* begin Recorded information *
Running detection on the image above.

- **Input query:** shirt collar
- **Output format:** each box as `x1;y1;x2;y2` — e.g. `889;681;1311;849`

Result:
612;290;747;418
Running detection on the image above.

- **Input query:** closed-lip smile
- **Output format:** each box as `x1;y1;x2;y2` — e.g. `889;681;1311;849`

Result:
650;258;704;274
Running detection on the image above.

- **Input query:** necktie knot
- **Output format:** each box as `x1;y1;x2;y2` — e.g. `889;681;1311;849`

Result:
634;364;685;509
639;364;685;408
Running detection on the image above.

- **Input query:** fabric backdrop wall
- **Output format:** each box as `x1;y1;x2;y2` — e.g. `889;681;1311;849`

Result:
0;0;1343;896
* end Recorded information *
### Instructions to follow
Output every nonblank line of the material above as a Markdown table with the columns "No." and "Line", numbering the rows in order.

### Written answer
| No. | Line |
|---|---|
| 1 | Running detection on the image above. |
| 2 | - **Input query:** shirt collar |
| 3 | - **Output format:** each box as `x1;y1;x2;y2` — e.g. `889;681;1311;849` |
| 4 | Result: |
| 5 | 612;290;747;418 |
| 6 | Running detection on the image above. |
| 7 | - **Input query:** closed-lip smile |
| 8 | - **Output format:** each box as `x1;y1;x2;y2` — e.g. `889;681;1311;849` |
| 9 | Result: |
| 10 | 650;258;704;274 |
| 11 | Running detection on the image above. |
| 12 | - **Input query:** necktie knot |
| 13 | - **Output format:** each box as `x1;y1;x2;y2` — e.g. `889;681;1311;849` |
| 14 | Result: |
| 15 | 634;364;685;509 |
| 16 | 639;364;685;408 |
| 17 | Running detection on the image above. |
| 18 | - **Input query:** fabric backdrop wall |
| 19 | - **Output format:** each box as `x1;y1;x2;y2` — e.g. `889;681;1311;849` |
| 20 | Result: |
| 21 | 0;0;1343;896 |